Recorded data
########################################

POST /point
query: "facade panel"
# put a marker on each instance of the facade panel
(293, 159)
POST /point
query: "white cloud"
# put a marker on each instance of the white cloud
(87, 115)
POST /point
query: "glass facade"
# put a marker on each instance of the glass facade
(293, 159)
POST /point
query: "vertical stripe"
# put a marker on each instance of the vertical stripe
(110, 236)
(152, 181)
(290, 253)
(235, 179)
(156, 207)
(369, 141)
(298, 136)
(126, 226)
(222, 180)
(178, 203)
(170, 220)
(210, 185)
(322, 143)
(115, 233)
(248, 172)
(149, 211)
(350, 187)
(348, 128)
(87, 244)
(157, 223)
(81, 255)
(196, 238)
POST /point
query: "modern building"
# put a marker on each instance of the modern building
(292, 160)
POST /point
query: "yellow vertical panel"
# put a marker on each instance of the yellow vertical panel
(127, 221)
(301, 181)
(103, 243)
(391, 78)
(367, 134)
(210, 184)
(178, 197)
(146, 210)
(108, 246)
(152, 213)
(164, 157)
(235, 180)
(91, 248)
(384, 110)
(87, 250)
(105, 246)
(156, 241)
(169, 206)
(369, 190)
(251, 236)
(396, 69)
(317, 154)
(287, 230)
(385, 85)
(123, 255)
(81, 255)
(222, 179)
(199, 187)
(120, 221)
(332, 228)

########################################

▶ GIVEN INSTRUCTION
Please write out all of the records again, requests included, and offset every coordinate in the answers by -126.

▶ OUTPUT OF THE TASK
POST /point
query: "facade panel"
# put a marker on each instance of the facade panel
(167, 33)
POST /point
query: "white cloud"
# put a marker on each instance of the white cloud
(-39, -11)
POST /point
query: "glass facade"
# put a marker on each instance of the glass facade
(167, 33)
POST /point
query: "vertical stripe"
# put a marker on each instance of the vertical stripe
(-16, 110)
(26, 55)
(164, 127)
(109, 53)
(30, 81)
(243, 15)
(172, 10)
(0, 100)
(96, 54)
(52, 77)
(44, 94)
(84, 59)
(196, 17)
(-11, 107)
(122, 46)
(23, 85)
(224, 61)
(222, 2)
(-39, 118)
(31, 97)
(-45, 129)
(70, 112)
POST /point
query: "modern building"
# put a marker on each instance of the modern building
(166, 34)
POST /point
query: "yellow vertical panel"
# put a marker on each instance of the yellow vertical panel
(1, 95)
(175, 55)
(-23, 117)
(265, -48)
(241, 8)
(84, 58)
(52, 71)
(20, 84)
(-18, 120)
(26, 87)
(38, 31)
(109, 54)
(-35, 122)
(258, -16)
(-39, 124)
(-21, 120)
(30, 115)
(43, 80)
(243, 64)
(125, 110)
(270, -57)
(191, 28)
(161, 104)
(259, -41)
(-3, 129)
(-45, 129)
(96, 53)
(73, 61)
(-6, 95)
(206, 102)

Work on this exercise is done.